__Work item__. Give the listing again, word for word.
----------
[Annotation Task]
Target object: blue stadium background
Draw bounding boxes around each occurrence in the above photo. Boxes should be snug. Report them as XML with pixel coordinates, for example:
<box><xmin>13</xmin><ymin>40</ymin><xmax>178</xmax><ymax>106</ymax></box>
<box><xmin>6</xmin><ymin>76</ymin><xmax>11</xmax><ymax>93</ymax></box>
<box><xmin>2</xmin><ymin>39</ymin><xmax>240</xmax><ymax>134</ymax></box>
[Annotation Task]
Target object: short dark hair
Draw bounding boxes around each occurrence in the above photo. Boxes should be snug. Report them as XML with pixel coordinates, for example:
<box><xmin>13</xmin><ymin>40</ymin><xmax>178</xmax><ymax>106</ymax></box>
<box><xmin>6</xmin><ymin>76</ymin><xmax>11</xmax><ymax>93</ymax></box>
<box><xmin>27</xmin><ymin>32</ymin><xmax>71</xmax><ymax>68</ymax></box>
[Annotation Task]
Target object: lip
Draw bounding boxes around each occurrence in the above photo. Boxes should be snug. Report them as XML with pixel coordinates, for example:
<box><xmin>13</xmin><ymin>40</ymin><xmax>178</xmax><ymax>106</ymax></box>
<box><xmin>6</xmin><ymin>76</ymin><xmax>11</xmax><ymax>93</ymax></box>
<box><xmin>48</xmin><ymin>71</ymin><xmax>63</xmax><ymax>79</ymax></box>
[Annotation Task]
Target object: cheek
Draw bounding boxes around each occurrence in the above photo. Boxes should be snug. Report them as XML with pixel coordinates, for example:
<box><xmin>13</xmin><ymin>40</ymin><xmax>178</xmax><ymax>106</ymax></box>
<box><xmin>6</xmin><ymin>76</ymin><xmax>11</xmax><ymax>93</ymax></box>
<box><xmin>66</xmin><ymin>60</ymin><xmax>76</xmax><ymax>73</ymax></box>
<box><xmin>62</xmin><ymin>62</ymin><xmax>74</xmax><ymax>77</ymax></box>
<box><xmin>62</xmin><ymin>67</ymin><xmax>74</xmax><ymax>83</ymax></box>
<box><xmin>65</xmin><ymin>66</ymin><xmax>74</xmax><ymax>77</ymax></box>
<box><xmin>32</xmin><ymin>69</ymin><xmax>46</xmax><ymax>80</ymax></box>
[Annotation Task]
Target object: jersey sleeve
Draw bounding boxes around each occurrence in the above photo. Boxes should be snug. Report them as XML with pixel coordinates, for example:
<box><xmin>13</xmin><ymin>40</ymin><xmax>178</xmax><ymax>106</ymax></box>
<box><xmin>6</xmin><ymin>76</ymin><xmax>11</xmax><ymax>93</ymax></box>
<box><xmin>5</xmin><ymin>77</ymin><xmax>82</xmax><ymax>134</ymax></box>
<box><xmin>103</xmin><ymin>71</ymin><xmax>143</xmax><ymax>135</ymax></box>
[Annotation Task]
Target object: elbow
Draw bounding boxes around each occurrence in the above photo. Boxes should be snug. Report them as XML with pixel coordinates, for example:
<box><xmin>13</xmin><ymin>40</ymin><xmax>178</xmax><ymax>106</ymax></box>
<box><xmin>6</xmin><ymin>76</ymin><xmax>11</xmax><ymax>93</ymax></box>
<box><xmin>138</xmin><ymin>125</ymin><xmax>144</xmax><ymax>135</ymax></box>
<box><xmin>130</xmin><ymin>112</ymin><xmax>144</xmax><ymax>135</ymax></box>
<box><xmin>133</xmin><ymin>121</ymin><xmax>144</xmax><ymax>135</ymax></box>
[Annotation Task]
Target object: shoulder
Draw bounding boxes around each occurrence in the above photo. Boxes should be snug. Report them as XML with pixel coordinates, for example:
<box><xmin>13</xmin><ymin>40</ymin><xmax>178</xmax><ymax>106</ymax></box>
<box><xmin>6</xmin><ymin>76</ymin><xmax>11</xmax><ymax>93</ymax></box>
----------
__Answer section__.
[Annotation Task]
Target object: blue stadium background
Draw bounding boxes around each occurrence in the above photo. Boxes should be snug. Report them as XML with pixel coordinates, for example:
<box><xmin>13</xmin><ymin>40</ymin><xmax>178</xmax><ymax>106</ymax></box>
<box><xmin>6</xmin><ymin>76</ymin><xmax>11</xmax><ymax>93</ymax></box>
<box><xmin>2</xmin><ymin>39</ymin><xmax>240</xmax><ymax>134</ymax></box>
[Annotation Task]
Target object: short dark hair
Draw bounding boxes around each occurrence in the above photo. Boxes should be snug. Report them as XML with pixel coordinates, for example:
<box><xmin>13</xmin><ymin>40</ymin><xmax>178</xmax><ymax>106</ymax></box>
<box><xmin>6</xmin><ymin>76</ymin><xmax>11</xmax><ymax>93</ymax></box>
<box><xmin>27</xmin><ymin>32</ymin><xmax>71</xmax><ymax>68</ymax></box>
[Annotation Task]
Target object: lip
Draw bounding boxes around each occurrence in the above photo. Boxes should be snug. Report them as XML with pixel coordinates, for example:
<box><xmin>13</xmin><ymin>40</ymin><xmax>178</xmax><ymax>106</ymax></box>
<box><xmin>6</xmin><ymin>76</ymin><xmax>11</xmax><ymax>93</ymax></box>
<box><xmin>48</xmin><ymin>71</ymin><xmax>63</xmax><ymax>79</ymax></box>
[Annotation Task]
Target object: cheek
Draw bounding boxes around each occurrence in the above photo. Boxes should be snug. Report them as XML with pixel coordinates, for example:
<box><xmin>13</xmin><ymin>40</ymin><xmax>178</xmax><ymax>106</ymax></box>
<box><xmin>6</xmin><ymin>76</ymin><xmax>11</xmax><ymax>93</ymax></box>
<box><xmin>66</xmin><ymin>60</ymin><xmax>76</xmax><ymax>73</ymax></box>
<box><xmin>62</xmin><ymin>62</ymin><xmax>74</xmax><ymax>77</ymax></box>
<box><xmin>62</xmin><ymin>67</ymin><xmax>74</xmax><ymax>83</ymax></box>
<box><xmin>65</xmin><ymin>66</ymin><xmax>74</xmax><ymax>77</ymax></box>
<box><xmin>32</xmin><ymin>69</ymin><xmax>46</xmax><ymax>80</ymax></box>
[Annotation Task]
Target object: jersey sleeve
Draw bounding boxes around each occurrence in the above photo. Boxes should be snug. Report them as XML with pixel coordinates, for example:
<box><xmin>13</xmin><ymin>40</ymin><xmax>178</xmax><ymax>106</ymax></box>
<box><xmin>6</xmin><ymin>76</ymin><xmax>11</xmax><ymax>93</ymax></box>
<box><xmin>5</xmin><ymin>77</ymin><xmax>82</xmax><ymax>134</ymax></box>
<box><xmin>103</xmin><ymin>71</ymin><xmax>143</xmax><ymax>135</ymax></box>
[Annotation Task]
Target object: elbow
Draw bounding boxes around each occurrence in the above photo. Boxes should be snug. Report them as XML with pixel coordinates, for example:
<box><xmin>13</xmin><ymin>40</ymin><xmax>178</xmax><ymax>106</ymax></box>
<box><xmin>6</xmin><ymin>76</ymin><xmax>11</xmax><ymax>93</ymax></box>
<box><xmin>138</xmin><ymin>125</ymin><xmax>144</xmax><ymax>135</ymax></box>
<box><xmin>130</xmin><ymin>112</ymin><xmax>144</xmax><ymax>135</ymax></box>
<box><xmin>133</xmin><ymin>121</ymin><xmax>144</xmax><ymax>135</ymax></box>
[Annotation Task]
Target object: shoulder
Draw bounding boxes around each occurrence in the above photo. Boxes should be snug. Report them as XML with pixel coordinates, for example:
<box><xmin>13</xmin><ymin>40</ymin><xmax>178</xmax><ymax>106</ymax></box>
<box><xmin>6</xmin><ymin>76</ymin><xmax>11</xmax><ymax>93</ymax></box>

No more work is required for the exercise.